● **WRITTEN REQUEST**:
What do the lines say from the one containing "Where can the blue" to the end of the records? Restate them word for word, and only those.

● **DATA FOR THE TASK**:
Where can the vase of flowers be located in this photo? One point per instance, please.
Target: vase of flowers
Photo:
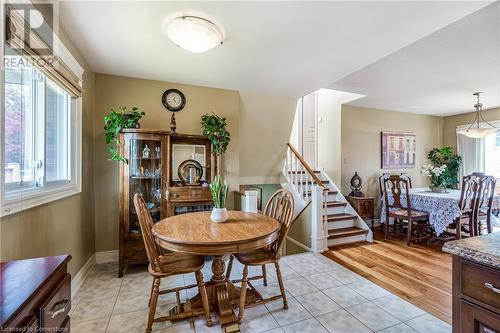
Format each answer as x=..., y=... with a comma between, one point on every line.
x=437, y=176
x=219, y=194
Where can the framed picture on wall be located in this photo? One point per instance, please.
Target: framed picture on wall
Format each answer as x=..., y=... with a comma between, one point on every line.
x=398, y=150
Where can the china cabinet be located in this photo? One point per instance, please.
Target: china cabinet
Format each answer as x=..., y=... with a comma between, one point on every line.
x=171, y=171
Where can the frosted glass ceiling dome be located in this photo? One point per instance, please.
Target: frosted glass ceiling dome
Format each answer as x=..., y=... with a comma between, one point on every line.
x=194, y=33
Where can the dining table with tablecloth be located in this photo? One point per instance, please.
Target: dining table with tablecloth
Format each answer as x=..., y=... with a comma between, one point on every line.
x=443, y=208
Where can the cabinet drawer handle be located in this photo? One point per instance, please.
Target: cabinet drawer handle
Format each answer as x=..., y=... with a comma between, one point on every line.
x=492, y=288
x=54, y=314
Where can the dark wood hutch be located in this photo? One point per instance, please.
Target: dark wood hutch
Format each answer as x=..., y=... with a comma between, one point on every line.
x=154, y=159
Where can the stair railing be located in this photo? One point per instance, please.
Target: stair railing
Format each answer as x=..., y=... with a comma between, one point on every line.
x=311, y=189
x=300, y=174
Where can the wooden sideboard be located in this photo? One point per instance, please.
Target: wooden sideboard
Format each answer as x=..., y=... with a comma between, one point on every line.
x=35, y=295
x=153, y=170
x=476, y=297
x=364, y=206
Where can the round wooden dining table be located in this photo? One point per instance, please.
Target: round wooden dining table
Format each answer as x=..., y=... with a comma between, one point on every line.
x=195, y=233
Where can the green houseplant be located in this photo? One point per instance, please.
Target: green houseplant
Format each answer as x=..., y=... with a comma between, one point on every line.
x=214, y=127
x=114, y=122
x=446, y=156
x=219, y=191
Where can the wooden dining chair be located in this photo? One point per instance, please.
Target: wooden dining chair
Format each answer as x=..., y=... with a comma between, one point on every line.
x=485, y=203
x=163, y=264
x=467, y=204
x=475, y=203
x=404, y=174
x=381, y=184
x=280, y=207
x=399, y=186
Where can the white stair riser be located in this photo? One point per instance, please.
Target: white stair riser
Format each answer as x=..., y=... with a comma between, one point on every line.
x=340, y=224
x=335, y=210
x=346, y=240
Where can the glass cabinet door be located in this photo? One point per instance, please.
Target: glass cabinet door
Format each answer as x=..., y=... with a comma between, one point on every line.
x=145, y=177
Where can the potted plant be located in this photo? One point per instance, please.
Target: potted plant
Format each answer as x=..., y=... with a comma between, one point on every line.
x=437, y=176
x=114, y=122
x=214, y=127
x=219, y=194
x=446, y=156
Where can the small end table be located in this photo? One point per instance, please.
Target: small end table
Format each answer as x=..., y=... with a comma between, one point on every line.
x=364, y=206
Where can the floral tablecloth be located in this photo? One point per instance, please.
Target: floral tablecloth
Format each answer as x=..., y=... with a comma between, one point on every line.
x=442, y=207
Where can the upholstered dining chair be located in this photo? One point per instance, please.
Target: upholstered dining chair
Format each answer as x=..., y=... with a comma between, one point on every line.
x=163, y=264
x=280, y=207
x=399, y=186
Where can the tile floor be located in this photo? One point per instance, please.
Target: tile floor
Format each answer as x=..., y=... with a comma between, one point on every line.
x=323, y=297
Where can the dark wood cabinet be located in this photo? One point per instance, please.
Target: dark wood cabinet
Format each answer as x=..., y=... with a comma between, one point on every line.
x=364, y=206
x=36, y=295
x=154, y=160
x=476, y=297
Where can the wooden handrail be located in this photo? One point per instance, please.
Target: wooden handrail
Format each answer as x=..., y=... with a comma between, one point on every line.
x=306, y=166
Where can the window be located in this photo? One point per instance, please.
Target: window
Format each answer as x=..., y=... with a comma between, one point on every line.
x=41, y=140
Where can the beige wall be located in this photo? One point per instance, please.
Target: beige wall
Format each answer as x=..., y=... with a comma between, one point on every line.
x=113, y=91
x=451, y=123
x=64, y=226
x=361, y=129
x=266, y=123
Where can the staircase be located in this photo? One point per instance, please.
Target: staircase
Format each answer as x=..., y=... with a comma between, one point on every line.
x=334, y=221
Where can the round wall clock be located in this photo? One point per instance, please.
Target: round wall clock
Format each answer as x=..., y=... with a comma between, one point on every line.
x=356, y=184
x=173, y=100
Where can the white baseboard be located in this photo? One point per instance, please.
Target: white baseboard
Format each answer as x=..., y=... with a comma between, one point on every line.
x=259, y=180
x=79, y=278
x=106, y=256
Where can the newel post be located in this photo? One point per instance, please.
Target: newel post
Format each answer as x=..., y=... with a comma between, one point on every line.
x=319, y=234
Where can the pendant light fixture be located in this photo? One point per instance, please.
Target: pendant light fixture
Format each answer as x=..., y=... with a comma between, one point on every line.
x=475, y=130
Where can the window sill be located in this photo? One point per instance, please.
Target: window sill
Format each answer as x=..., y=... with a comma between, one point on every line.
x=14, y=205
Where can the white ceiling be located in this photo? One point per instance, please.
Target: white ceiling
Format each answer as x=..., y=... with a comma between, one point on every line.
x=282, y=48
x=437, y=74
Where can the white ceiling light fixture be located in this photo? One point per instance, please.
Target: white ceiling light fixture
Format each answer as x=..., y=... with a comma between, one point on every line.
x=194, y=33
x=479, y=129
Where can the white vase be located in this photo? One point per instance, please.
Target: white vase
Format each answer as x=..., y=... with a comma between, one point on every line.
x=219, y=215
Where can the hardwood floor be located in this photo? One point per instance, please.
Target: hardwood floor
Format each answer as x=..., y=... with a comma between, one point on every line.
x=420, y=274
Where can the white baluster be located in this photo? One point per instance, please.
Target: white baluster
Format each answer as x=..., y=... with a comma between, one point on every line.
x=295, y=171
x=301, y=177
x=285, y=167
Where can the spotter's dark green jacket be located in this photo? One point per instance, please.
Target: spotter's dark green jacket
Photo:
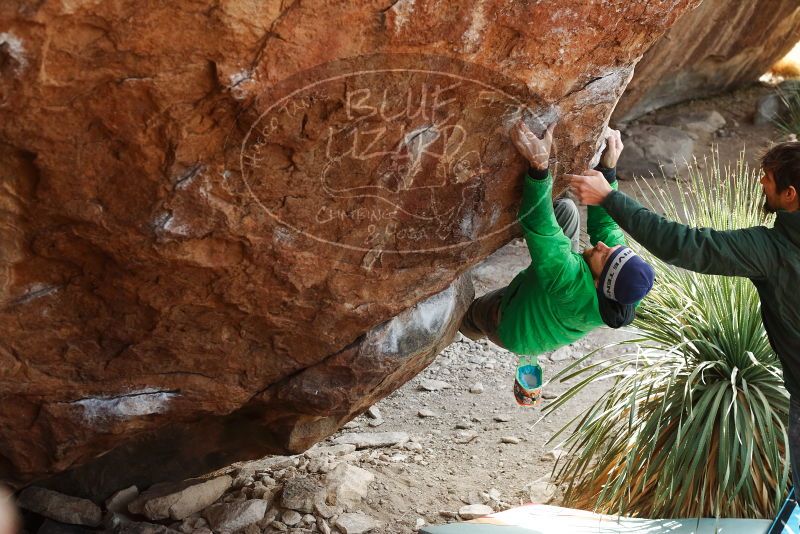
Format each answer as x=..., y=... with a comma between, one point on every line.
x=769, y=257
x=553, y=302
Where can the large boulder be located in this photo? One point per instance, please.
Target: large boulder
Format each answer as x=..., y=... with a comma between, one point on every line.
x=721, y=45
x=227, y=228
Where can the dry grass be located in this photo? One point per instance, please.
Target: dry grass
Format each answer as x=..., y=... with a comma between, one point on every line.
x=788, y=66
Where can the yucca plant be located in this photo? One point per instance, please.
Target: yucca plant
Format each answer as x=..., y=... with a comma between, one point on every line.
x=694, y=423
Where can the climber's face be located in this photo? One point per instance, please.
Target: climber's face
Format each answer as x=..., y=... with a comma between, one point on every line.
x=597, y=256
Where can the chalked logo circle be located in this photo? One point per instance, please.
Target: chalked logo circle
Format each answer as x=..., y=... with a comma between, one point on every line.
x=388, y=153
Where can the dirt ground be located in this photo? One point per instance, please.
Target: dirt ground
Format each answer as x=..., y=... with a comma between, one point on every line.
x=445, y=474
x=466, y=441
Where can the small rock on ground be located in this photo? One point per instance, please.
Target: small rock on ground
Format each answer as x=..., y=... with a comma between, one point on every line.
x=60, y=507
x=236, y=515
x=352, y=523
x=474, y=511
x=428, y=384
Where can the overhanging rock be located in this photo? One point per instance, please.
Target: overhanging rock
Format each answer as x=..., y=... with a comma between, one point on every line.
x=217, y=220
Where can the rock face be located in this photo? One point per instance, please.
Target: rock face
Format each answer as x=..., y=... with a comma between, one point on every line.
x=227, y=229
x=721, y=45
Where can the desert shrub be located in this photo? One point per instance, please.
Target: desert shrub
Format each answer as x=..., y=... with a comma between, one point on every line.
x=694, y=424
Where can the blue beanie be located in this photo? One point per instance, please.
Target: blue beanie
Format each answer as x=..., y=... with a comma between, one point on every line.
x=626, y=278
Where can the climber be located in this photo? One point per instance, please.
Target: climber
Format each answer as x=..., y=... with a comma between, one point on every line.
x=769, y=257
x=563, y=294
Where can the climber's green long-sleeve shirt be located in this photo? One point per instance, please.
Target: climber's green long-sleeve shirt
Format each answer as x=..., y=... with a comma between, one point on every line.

● **EXERCISE SOLUTION**:
Where can the blue beanie be located in this photo? One point per instance, please.
Target: blue beanie
Format each answer as x=..., y=... with a comma between, one point on every line.
x=626, y=278
Where can the climber be located in this photo? One point per instance, please.
Target: climber
Format each answer as x=..., y=... with a comma between, one point on every line.
x=769, y=257
x=563, y=294
Where can the climber's green long-sleeve shirt be located in this photo? One point per instance, please.
Target: climber's green long-sleeve shirt
Format each answer as x=..., y=... with a comma between, one point on every line.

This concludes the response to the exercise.